[START OF Available data]

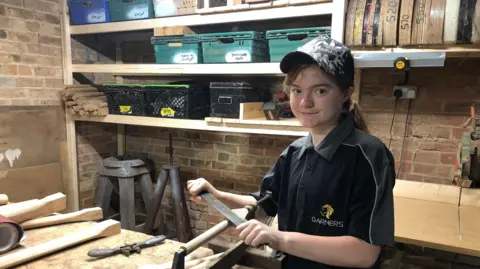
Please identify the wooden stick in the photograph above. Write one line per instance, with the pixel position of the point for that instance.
(87, 214)
(103, 229)
(3, 199)
(35, 208)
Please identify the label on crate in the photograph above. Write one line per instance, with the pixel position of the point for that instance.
(167, 112)
(137, 12)
(126, 109)
(185, 58)
(238, 56)
(96, 16)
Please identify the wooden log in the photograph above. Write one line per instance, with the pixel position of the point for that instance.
(87, 94)
(88, 214)
(103, 229)
(3, 199)
(35, 208)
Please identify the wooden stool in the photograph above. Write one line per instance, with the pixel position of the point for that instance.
(125, 171)
(182, 219)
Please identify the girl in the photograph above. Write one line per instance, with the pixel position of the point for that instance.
(332, 190)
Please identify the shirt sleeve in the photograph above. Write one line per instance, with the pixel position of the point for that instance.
(271, 182)
(371, 211)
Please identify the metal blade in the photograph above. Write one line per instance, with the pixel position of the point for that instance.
(222, 208)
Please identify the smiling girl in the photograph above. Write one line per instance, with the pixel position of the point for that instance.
(333, 189)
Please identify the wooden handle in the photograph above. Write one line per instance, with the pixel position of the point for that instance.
(206, 236)
(103, 229)
(3, 199)
(34, 208)
(87, 214)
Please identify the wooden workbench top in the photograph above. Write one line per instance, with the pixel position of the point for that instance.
(76, 257)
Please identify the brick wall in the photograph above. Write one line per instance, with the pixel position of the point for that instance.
(30, 52)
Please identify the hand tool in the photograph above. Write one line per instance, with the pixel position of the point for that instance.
(87, 214)
(3, 199)
(232, 255)
(10, 234)
(35, 208)
(102, 229)
(127, 249)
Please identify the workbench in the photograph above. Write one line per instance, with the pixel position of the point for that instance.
(76, 257)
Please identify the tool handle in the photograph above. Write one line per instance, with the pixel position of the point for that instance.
(103, 252)
(153, 241)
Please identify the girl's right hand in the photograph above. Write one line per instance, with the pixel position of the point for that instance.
(198, 186)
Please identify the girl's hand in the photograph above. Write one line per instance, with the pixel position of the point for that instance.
(197, 186)
(255, 233)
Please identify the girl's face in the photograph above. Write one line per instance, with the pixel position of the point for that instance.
(315, 99)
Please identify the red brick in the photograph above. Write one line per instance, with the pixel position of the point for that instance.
(448, 158)
(24, 70)
(426, 157)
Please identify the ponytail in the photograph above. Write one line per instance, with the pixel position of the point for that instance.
(353, 108)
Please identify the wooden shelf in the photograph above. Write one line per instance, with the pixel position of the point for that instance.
(205, 19)
(180, 69)
(267, 127)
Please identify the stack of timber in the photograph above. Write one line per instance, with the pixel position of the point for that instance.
(388, 23)
(85, 100)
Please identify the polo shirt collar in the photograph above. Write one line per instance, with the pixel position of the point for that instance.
(332, 141)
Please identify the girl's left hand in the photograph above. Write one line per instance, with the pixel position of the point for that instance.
(255, 233)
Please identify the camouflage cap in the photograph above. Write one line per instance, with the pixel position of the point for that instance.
(330, 55)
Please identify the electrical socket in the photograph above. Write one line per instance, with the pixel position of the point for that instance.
(407, 92)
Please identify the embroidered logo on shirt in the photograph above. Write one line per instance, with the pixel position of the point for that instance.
(327, 211)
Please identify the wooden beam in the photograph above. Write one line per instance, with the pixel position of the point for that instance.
(253, 257)
(70, 183)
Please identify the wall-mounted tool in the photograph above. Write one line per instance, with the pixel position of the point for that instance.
(127, 249)
(232, 255)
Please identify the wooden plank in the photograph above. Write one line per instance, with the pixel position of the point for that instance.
(76, 257)
(71, 181)
(31, 135)
(203, 19)
(406, 17)
(32, 182)
(252, 110)
(434, 31)
(431, 192)
(349, 24)
(450, 27)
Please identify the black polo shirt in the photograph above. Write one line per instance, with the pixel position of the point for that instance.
(343, 186)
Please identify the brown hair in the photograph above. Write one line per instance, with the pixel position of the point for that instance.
(349, 106)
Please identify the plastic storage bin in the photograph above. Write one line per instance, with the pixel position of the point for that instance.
(164, 8)
(128, 10)
(125, 99)
(234, 47)
(284, 41)
(177, 50)
(225, 98)
(89, 11)
(177, 100)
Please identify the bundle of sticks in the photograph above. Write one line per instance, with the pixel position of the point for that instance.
(85, 100)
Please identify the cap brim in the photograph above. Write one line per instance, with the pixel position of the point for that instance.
(293, 59)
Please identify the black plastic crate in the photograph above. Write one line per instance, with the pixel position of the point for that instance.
(177, 100)
(125, 99)
(225, 97)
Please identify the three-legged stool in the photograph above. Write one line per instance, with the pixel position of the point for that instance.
(182, 220)
(124, 171)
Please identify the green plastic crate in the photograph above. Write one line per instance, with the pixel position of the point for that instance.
(234, 47)
(177, 49)
(284, 41)
(129, 10)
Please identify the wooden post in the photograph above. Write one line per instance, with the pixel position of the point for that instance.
(70, 179)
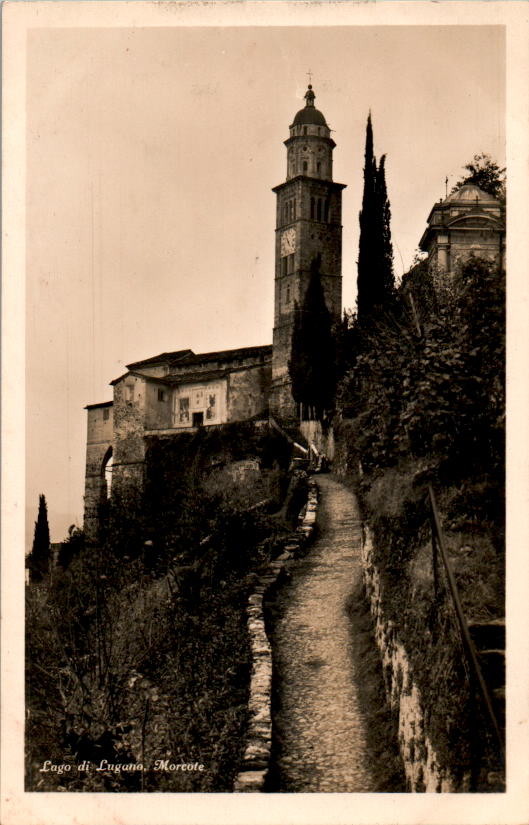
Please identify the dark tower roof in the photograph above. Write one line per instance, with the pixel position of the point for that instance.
(309, 115)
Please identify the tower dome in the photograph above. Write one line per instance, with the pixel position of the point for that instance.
(309, 115)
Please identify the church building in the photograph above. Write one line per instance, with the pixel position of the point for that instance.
(180, 391)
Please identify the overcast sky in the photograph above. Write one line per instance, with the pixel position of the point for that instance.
(151, 154)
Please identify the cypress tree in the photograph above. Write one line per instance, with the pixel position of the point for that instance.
(387, 279)
(312, 363)
(39, 558)
(375, 255)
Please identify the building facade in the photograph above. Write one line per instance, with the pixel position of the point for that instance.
(177, 392)
(469, 222)
(172, 393)
(308, 224)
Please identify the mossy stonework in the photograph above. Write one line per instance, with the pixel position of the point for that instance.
(422, 764)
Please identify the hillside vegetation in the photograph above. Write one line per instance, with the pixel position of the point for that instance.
(422, 400)
(139, 652)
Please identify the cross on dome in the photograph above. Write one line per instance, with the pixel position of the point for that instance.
(309, 96)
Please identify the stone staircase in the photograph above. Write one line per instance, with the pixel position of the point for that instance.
(489, 641)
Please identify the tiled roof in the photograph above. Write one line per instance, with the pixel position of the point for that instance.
(225, 355)
(163, 358)
(101, 405)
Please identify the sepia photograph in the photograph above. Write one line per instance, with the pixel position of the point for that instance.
(260, 517)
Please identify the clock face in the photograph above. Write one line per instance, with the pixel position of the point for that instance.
(288, 241)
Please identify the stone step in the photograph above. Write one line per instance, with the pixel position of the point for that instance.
(492, 664)
(488, 635)
(498, 704)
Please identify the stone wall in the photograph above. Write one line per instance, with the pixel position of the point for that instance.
(98, 448)
(322, 440)
(423, 771)
(130, 403)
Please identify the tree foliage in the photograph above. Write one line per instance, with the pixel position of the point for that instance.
(440, 396)
(485, 173)
(39, 557)
(375, 254)
(312, 362)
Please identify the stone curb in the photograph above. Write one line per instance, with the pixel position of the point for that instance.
(251, 777)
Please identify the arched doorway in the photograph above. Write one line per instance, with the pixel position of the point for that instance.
(106, 474)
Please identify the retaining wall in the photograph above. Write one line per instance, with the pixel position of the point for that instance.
(421, 765)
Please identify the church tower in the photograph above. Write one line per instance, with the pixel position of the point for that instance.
(308, 223)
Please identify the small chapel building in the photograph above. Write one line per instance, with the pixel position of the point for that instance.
(469, 222)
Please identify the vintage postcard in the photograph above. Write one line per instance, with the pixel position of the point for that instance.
(265, 454)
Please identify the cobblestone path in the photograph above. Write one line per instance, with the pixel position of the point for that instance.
(319, 730)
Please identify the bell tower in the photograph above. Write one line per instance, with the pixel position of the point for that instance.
(308, 223)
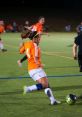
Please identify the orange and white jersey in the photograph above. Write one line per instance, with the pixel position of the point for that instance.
(33, 54)
(37, 27)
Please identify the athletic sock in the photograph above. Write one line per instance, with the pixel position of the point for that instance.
(33, 87)
(49, 93)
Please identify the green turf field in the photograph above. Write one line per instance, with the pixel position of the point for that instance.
(59, 64)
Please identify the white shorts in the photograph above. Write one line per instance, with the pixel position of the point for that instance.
(36, 74)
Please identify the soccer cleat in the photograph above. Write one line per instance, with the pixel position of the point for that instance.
(19, 63)
(55, 102)
(25, 90)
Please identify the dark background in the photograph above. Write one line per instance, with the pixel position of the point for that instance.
(58, 13)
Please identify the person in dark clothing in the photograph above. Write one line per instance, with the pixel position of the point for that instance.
(77, 50)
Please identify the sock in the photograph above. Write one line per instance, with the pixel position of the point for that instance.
(49, 93)
(34, 87)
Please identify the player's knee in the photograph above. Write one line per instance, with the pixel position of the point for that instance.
(45, 85)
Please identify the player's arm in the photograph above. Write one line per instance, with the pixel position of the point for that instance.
(22, 48)
(75, 54)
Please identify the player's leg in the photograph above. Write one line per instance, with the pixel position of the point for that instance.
(43, 83)
(21, 60)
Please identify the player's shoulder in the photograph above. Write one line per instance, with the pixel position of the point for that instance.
(28, 43)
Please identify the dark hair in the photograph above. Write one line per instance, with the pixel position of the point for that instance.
(33, 34)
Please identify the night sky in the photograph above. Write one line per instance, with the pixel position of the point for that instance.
(43, 3)
(42, 7)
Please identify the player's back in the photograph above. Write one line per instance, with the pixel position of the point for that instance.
(33, 54)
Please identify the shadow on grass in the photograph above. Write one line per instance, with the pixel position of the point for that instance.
(62, 88)
(12, 93)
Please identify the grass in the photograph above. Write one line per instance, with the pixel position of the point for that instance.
(57, 57)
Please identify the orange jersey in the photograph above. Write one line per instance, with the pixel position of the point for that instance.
(37, 27)
(33, 54)
(1, 29)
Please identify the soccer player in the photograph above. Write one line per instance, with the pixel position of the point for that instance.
(77, 50)
(2, 46)
(1, 42)
(36, 27)
(79, 28)
(35, 69)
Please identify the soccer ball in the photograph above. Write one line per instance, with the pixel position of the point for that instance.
(71, 99)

[END OF Available data]

**Exercise instructions:** Output exactly the lines between the one containing "Please identify the grass" and the final line above, both inclusive.

**Written solution:**
Please identify the grass in the photograph above. Write one line per instance, with the pixel position of the point for that instance.
(57, 57)
Please identify the orange jersey in the photograph above. Write one line per instance, with the pixel position of the point for that instance.
(37, 27)
(33, 54)
(1, 29)
Please identify the soccer player in the photograph above. Write one line per instance, with the pixel position of the point for that instance.
(77, 50)
(2, 46)
(1, 42)
(36, 27)
(79, 28)
(35, 69)
Please identify the soccer ball in the photograph above. Write one line per instance, with the pixel position of the point for that instance.
(71, 99)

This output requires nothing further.